READING TEXT:
*** Begin section ***

Friday, June 09, 2006

Can We Talk?

For reasons too numerous to mention, my wife Melanie and I are homeschooling our oldest child Marcus. We are using the Sonlight Curriculum which, while unabashedly Christian in slant, does not present revisionist history and mixes historical context with novels from the time, so the child gets the look and feel of what went on. The math curriculum has also been well-regarded. Naturally, though, I was apprehensive about the science curriculum. Imagine my surprise when I read, in the back of the science workbook, the following chapter title: Young and Old Earth Creationists: Can We Even Talk Together. The first few paragraphs are illuminating and, sadly, very true. The author, John Holtzmann, writes:

Over the last few years, it appears that the vast majority of evangelical Christian homeschoolers--and certainly the majority of leaders in the evangelical Christian homeschool movement--have aligned themselves with a particular interpretation of Genesis 1-11. Specifically, they have aligned themselves with what is known as a Young-Earth Creationist (YEC) perspective.

I wrote the following paper because, it seems, the move to a YEC perspective has been so strong that any Bible-believing Christian who dares publicly to raise serious questions about the YEC model risks social ostracism and possible official exclusion from Homeschool groups or events on that ground alone.

*** End section ***

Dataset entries
*** Begin section ***

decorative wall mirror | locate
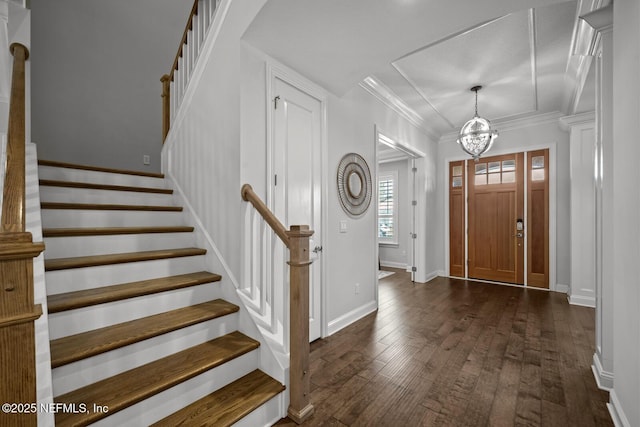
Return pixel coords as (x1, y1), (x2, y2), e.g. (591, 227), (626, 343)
(337, 153), (372, 217)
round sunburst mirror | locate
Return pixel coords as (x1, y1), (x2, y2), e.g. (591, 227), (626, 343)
(337, 153), (372, 217)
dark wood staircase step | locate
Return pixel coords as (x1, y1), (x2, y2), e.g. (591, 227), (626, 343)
(54, 332), (260, 427)
(42, 225), (193, 237)
(44, 248), (207, 271)
(47, 271), (222, 314)
(51, 299), (239, 368)
(40, 202), (182, 212)
(40, 179), (173, 194)
(152, 370), (285, 427)
(38, 160), (164, 178)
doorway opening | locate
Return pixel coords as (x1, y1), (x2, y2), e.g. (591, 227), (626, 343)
(449, 149), (550, 289)
(375, 129), (424, 281)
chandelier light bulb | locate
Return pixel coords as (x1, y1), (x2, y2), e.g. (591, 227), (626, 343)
(457, 86), (498, 160)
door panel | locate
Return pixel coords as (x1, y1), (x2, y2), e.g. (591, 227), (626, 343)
(467, 153), (524, 284)
(527, 150), (549, 289)
(272, 77), (322, 341)
(449, 161), (466, 277)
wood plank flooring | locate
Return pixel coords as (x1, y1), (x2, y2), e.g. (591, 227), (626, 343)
(276, 270), (613, 427)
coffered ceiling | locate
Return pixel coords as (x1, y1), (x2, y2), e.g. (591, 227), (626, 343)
(245, 0), (602, 144)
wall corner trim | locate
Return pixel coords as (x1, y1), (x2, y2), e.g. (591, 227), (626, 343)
(327, 300), (378, 336)
(607, 390), (631, 427)
(591, 353), (613, 392)
(568, 294), (596, 308)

*** End section ***

ACTIVITY 1: In the blog post about homeschooling, which curriculum is the family using?
ACTIVITY 2: List every person named in the blog post about homeschooling.
ACTIVITY 3: Go on with the blog post about homeschooling and creationism, picking up right after its final sentence.

RESULT 1: The Sonlight Curriculum.

RESULT 2: Melanie, Marcus, John Holtzmann

RESULT 3:
Whoa!! Reading this came as quite a shock to me for exactly the reasons he points out. I figured I was going to have to write my own science curriculum for the older years to combat the pervasiveness of the YEC viewpoint. Interestingly, I have never seen the term YEC used by a Christian before. It is almost always used by opponents of this view in a somewhat pejorative fashion.

Holtzmann points out that many Christians view the age of the earth as being important because of the slippery slope argument, but also that the correct interpretation of Genesis 1-11 (called the Primeval History by most theologians because it differs so radically from the rest of scripture) is exceedingly difficult.

He asks the question of whether it is appropriate to use scientific data to interpret the scriptures. He then, seemingly, answers his own question by using only scriptural passages that lend themselves to a possible Old earth viewpoint. I don't always agree with his conclusions and he relies a bit to heavily on Answers in Genesis, which is home to some of the most ardent YECers in the business. But hats off to him for broaching the subject in an open, thought-provoking fashion.